WHAT THE TASK REQUIRES. In the passage on Democratic proposals targeting Trump's crypto ventures, which senator introduced the Modern Emoluments and Malfeasance Enforcement (MEME) Act?

PASSAGE PROVIDED.
-- Begin --
Dems’ outrage is finally resulting in legislative action, or at least, proposals for action to rein in Trump’s crypto excesses.
On May 6, Sen. Richard Blumenthal (D-CT) announced that the Permanent Subcommittee on Investigations—on which Blumenthal is ranking member—was opening a preliminary inquiry into $TRUMP, WLF and other Trump-associated business ventures.
The inquiry is based on reporting that Trump may be enabling the violation of government ethics requirements, facilitating financial transactions with foreign nationals under federal prosecution, taking investments from foreign governments and potentially violating federal laws.
Blumenthal said “this threat is not hypothetical,” noting Justin Sun’s position atop the $TRUMP wallet leaderboard. The subcommittee has sent letters to both the company behind $TRUMP and WLF, seeking answers to awkward questions and telling them to produce/preserve digital communications and other business records.
The same day, Sen. Chris Murphy (D-CT) introduced the Modern Emoluments and Malfeasance Enforcement (MEME) Act, an 11-page bill that would bar the president and members of Congress from engaging in or benefiting from “prohibited financial transactions.” Said transactions include those involving “a digital asset that can be sold for remuneration, including a cryptocurrency, a meme coin, a token, or a non-fungible token.”
Murphy said $TRUMP was “the single most corrupt act ever committed by a president … this president will do whatever it takes—even selling access to the White House—to make himself richer. This is not normal, and we won’t let him get away with it.”
Also that same day, majority leader Schumer and Sen. Jeff Merkley (D-OR) introduced the End Crypto Corruption Act, a 10-pager that would prohibit the president, vice-president, members of Congress, other members of the executive branch and everyone’s immediate families from enriching themselves via crypto boondoggles.
Merkley said the ability of individuals to cultivate influence with Trump via his crypto ventures represents “a profoundly corrupt scheme. It endangers our national security and erodes public trust in government. Let’s end this corruption immediately.”
Not wanting the House to miss this parade, Rep. Ritchie Torres (D-NY) reportedly plans to introduce the Stop Presidential Profiteering from Digital Assets Act. The full text hasn’t yet surfaced, but its broad strokes appear similar to the Senate efforts.
Does any of this mean anything? Not really. The GOP has majorities in both chambers, and Trump’s disdain for the norms of propriety has reached new heights (or lows, depending on your perspective). But all the public outrage is garnering additional media attention, which could help sway some of the more moderate members of Congress to rethink their willingness to be viewed by history as an accomplice to Trump’s thievery.
-- End --
LISTED ENTRIES.
-- Begin --
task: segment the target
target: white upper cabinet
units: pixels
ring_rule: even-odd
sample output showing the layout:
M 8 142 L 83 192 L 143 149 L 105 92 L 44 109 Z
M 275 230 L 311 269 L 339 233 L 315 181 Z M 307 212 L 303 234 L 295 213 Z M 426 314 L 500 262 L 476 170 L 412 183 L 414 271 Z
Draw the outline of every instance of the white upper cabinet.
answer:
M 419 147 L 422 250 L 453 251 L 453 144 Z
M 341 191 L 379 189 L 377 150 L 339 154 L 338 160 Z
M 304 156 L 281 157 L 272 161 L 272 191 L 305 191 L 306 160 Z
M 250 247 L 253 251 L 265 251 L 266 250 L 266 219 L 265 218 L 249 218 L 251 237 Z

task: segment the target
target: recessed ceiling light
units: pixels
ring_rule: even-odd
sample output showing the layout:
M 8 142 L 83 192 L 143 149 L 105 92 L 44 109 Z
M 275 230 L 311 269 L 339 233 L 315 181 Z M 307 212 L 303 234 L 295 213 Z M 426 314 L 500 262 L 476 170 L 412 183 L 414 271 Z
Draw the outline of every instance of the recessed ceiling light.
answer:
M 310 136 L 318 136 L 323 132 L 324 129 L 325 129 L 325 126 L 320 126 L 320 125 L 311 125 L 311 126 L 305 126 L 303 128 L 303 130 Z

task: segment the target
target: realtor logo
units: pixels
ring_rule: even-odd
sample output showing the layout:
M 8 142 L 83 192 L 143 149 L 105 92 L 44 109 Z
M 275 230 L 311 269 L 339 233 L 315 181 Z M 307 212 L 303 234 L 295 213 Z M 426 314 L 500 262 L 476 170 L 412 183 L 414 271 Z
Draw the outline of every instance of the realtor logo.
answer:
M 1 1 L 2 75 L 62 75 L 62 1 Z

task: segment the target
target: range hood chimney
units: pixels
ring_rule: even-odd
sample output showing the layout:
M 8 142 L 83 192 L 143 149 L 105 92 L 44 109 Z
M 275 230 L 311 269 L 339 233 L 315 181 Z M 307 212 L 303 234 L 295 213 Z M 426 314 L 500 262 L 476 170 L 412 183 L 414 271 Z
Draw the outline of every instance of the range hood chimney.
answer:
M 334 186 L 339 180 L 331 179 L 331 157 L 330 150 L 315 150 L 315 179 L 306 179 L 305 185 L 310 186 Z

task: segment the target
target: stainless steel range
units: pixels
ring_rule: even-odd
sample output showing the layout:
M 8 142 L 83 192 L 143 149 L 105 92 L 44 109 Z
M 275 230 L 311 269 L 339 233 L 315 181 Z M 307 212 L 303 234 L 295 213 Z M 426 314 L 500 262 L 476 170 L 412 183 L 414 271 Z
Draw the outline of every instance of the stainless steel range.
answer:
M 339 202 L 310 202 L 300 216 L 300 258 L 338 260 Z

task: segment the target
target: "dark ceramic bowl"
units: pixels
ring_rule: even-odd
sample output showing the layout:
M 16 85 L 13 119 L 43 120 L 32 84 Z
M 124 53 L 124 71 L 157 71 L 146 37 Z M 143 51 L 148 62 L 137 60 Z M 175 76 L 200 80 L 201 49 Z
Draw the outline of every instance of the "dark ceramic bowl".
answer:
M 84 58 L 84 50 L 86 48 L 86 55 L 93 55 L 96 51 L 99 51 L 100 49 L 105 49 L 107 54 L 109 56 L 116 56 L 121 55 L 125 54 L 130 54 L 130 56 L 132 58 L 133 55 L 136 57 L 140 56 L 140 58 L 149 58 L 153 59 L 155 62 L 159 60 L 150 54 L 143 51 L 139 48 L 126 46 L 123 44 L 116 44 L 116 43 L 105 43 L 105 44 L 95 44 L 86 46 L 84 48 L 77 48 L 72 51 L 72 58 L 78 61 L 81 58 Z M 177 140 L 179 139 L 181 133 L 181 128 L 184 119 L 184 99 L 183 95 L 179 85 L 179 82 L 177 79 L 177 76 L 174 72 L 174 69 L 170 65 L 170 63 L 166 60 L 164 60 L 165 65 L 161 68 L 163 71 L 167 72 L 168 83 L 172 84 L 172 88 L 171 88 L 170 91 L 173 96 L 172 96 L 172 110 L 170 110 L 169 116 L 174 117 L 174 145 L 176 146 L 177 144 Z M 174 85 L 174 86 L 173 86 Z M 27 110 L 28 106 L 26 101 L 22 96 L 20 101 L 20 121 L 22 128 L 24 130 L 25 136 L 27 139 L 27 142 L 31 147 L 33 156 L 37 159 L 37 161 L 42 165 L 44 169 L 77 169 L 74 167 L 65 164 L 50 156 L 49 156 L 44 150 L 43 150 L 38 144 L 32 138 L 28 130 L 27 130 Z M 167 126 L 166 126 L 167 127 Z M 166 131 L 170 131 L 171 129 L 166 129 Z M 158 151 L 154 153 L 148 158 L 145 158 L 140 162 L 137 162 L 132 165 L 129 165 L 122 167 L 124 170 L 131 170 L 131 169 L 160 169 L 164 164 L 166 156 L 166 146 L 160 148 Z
-- End --
WRITTEN RESPONSE. Sen. Chris Murphy (D-CT) introduced the MEME Act.